### Data to use
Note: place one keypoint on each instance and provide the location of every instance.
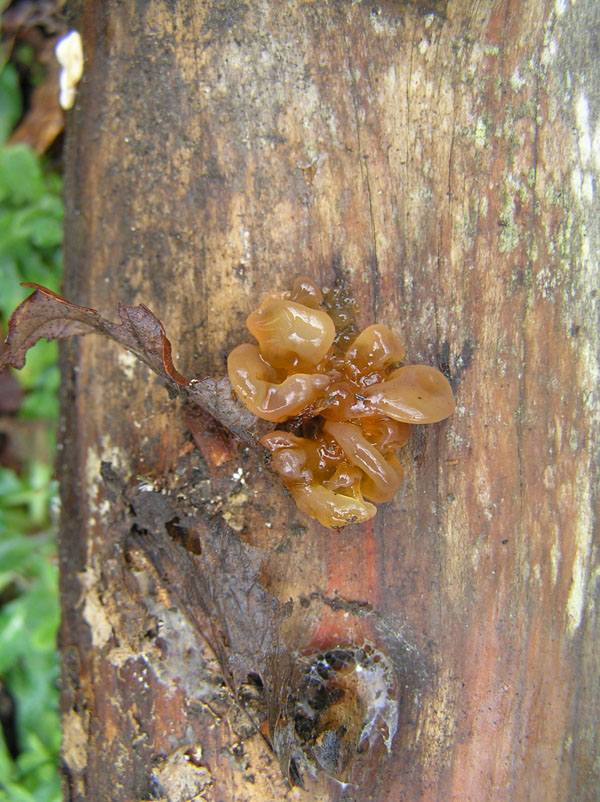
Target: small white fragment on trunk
(69, 54)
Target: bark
(441, 158)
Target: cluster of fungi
(342, 409)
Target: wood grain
(442, 158)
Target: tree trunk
(441, 158)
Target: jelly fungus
(349, 407)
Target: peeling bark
(442, 158)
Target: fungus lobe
(341, 411)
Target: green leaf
(20, 175)
(10, 98)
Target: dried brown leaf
(46, 314)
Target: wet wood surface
(442, 159)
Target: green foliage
(31, 214)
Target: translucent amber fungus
(343, 411)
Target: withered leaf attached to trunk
(46, 314)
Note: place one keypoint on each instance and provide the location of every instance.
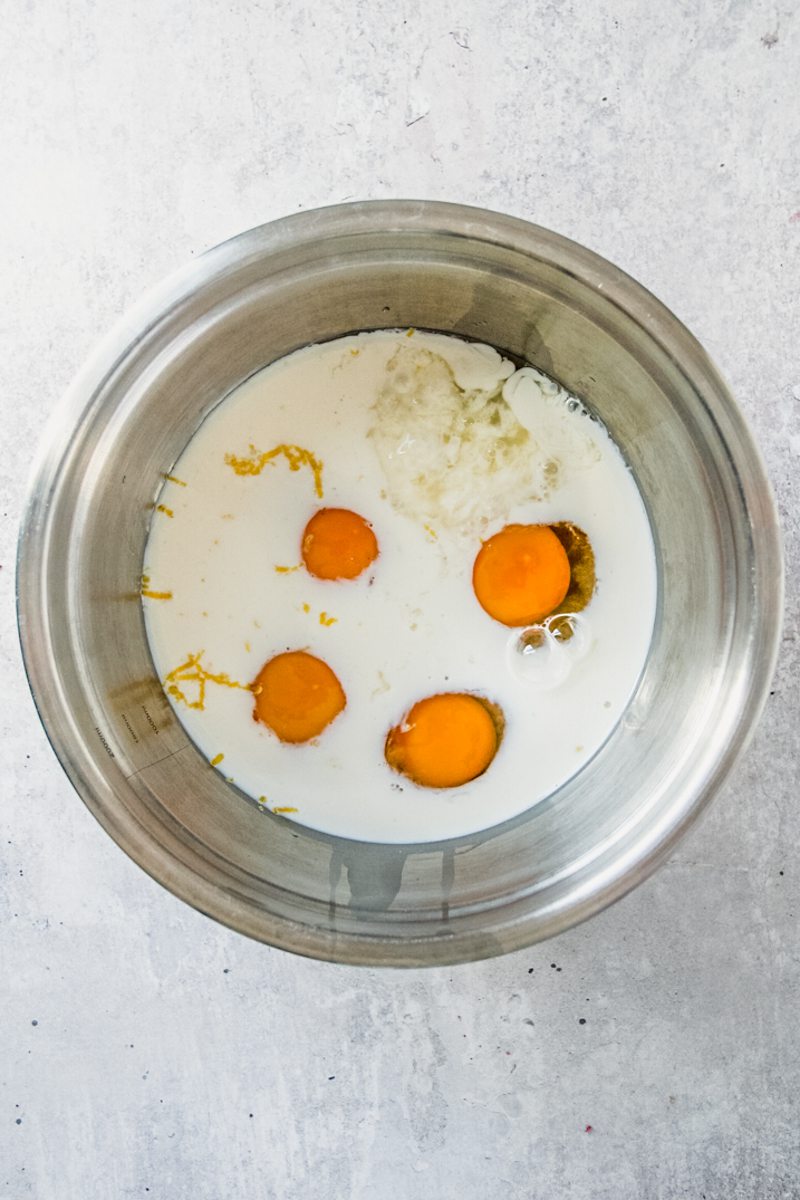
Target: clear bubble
(571, 630)
(543, 655)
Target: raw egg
(445, 741)
(521, 574)
(338, 545)
(296, 696)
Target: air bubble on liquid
(571, 630)
(543, 655)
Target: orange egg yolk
(338, 545)
(296, 696)
(445, 739)
(521, 574)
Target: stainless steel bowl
(317, 276)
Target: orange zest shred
(192, 671)
(296, 457)
(150, 593)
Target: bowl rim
(394, 217)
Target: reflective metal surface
(312, 277)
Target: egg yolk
(296, 696)
(445, 739)
(338, 545)
(521, 574)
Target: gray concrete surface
(654, 1051)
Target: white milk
(383, 421)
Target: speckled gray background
(146, 1051)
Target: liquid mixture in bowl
(397, 589)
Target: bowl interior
(301, 281)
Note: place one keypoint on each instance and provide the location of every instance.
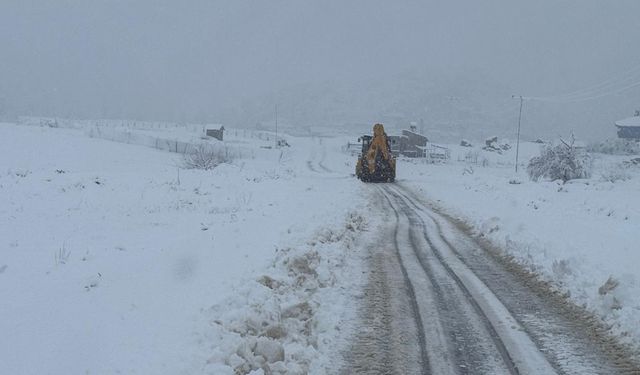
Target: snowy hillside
(112, 253)
(116, 258)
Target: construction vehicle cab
(376, 162)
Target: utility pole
(518, 139)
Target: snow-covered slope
(577, 235)
(112, 254)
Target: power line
(608, 87)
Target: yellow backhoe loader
(376, 163)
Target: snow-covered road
(437, 303)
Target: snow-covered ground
(577, 235)
(114, 259)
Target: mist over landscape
(453, 65)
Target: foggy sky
(167, 60)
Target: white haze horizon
(455, 65)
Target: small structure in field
(629, 128)
(216, 133)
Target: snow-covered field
(116, 259)
(577, 235)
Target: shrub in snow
(615, 147)
(562, 162)
(615, 173)
(205, 156)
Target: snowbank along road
(438, 303)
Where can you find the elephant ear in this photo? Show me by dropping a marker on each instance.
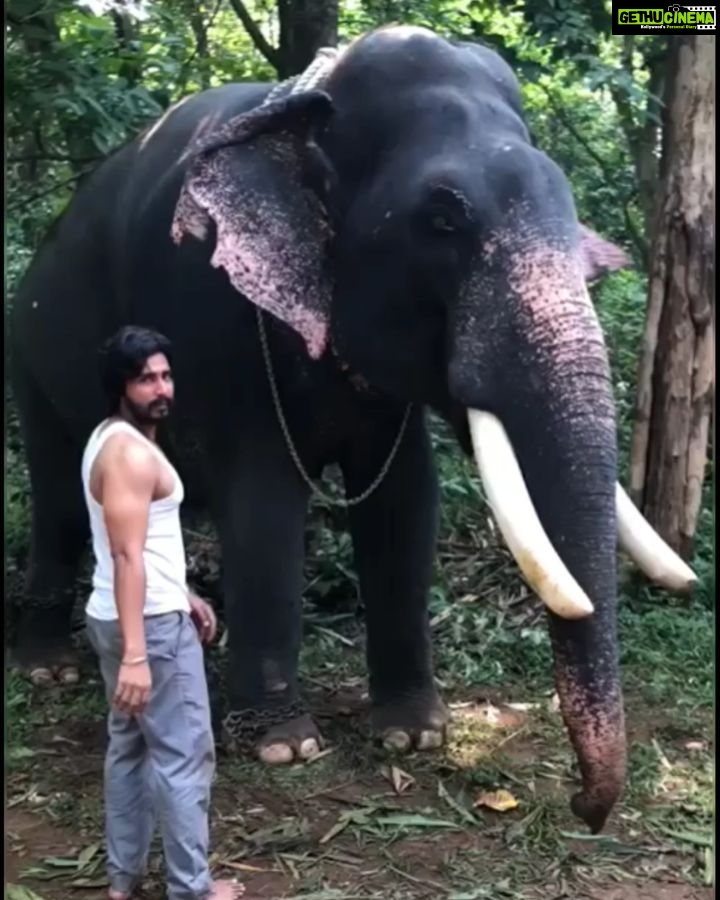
(250, 177)
(600, 257)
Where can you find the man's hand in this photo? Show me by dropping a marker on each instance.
(204, 618)
(133, 688)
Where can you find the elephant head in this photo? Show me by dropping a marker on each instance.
(402, 219)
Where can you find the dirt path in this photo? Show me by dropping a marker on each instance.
(354, 824)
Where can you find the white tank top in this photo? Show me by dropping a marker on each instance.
(164, 553)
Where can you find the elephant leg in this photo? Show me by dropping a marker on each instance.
(42, 646)
(394, 538)
(261, 518)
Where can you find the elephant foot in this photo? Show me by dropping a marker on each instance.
(418, 724)
(47, 666)
(297, 739)
(274, 738)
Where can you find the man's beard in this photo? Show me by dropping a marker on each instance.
(149, 413)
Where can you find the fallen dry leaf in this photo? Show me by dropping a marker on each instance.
(499, 801)
(399, 780)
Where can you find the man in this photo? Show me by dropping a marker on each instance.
(146, 628)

### Objective
Could you recast the listing above as a two-column CSV headed request and points, one row per request, starting at the line that has "Where can you find the elephant ear" and running through the end of the listing? Put each request and its answer in a single quoted field, turn line breaks into spaces, and leave the pictures out.

### Exercise output
request,points
"Where can you find the elephant ear in this photo? Show me by dropping a marker on each instance.","(250, 177) (600, 257)"
"Where can you find the man's hand in this photo? Show me by dropping a marker on each instance.","(204, 618) (133, 688)"
"Where can you find the elephant head in this photo? Show me by dropping a marker on each instance.","(402, 219)"
"Where can you find the dirt path in this photo? Show me by dropping a marker on each instance.","(354, 824)"
"Where can you find the white tank top in this photo? Show me by dropping a marker on each instance.","(164, 553)"
"Where can you find the elephant leg in this photo? Show me by dropping a marker on each instance.","(42, 646) (394, 538) (261, 518)"
"Where can you find the elephant foot in this photo? Show me by dropping a marker on each instance.","(418, 724) (47, 666) (297, 739) (274, 738)"
"Where can you find the man's beard in this photo? Show me by dropping a marker on each instance.","(149, 413)"
"Where can you find the fallen dry leaf in this photo? Show me by dropping a marker on each instance.","(499, 801) (399, 780)"
"Where can you find the man in this photo? Show me by dropping a marker on each instance.","(146, 628)"